* TASK PROMPT
Swap "Spot" for "Locate" everywhere in the records below and write them out again, leaving everything else unchanged.

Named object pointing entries
^^^^

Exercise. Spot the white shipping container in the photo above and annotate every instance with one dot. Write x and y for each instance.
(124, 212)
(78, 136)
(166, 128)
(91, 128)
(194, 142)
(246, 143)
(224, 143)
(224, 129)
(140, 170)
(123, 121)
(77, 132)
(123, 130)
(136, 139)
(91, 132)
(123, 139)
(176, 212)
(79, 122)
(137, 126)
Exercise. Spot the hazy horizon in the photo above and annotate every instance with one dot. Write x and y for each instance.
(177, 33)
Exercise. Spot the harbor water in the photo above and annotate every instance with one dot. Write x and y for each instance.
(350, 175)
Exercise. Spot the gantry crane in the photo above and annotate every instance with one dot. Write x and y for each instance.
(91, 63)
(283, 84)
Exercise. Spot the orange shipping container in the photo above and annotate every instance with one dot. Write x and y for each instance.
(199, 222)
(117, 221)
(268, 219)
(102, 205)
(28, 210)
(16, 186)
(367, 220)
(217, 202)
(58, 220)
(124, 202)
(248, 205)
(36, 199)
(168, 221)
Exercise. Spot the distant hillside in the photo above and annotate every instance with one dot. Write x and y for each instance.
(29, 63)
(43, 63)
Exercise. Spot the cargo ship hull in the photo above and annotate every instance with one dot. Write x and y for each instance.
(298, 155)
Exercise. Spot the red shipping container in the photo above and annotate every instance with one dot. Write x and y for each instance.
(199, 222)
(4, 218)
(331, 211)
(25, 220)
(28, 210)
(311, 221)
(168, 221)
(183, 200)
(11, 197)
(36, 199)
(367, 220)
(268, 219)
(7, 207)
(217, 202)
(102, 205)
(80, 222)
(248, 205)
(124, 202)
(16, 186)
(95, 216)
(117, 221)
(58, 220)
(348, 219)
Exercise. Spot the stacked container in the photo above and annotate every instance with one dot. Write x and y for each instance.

^^^^

* CORRECT RESULT
Exercise. Locate the white shipping container in the photo above and annotate every instance with one dot. Write x and y for each instance.
(124, 212)
(78, 136)
(166, 128)
(91, 128)
(194, 142)
(246, 143)
(224, 143)
(224, 129)
(140, 170)
(123, 121)
(77, 132)
(123, 130)
(136, 139)
(91, 132)
(123, 139)
(176, 212)
(79, 122)
(137, 126)
Exercise. Locate the hazy horizon in the photo above and annotate every instance with one dot. Write x and y for each instance.
(177, 33)
Exercise. Locate the harbor water in the photo above and annotate every instance with one dot. Write x and y for each instance.
(350, 175)
Exercise. Locate the gantry crane in the photo above and annotate every instance with one dot. Write x and y for each instance.
(91, 63)
(283, 84)
Exercise. Locate the orange shipping container in the photo above and annotate every instance with one dot. Write x and y for each instance.
(199, 222)
(117, 221)
(268, 219)
(102, 205)
(28, 210)
(16, 186)
(367, 220)
(217, 202)
(58, 220)
(124, 202)
(248, 205)
(36, 199)
(168, 221)
Exercise. Locate the distant hillside in the photo above and annotate every instance with one dot. Write x and y for each instance.
(29, 63)
(43, 63)
Exercise. Locate the cargo ship hull in the photo above and annotate every instance with one dot. Write x and y for each instance.
(298, 155)
Exercise. Locate the red shipping container in the photo above and annotate every instance with one dot. Write x and y for each instance.
(199, 222)
(4, 218)
(331, 211)
(25, 220)
(28, 210)
(311, 221)
(168, 221)
(183, 200)
(11, 197)
(36, 199)
(367, 220)
(268, 219)
(7, 207)
(217, 202)
(102, 205)
(80, 222)
(248, 205)
(124, 202)
(16, 186)
(95, 216)
(117, 221)
(58, 220)
(348, 219)
Exercise. Locate the stacked container in the photo above and annotate every instance with one dot. Write x and y for each instance.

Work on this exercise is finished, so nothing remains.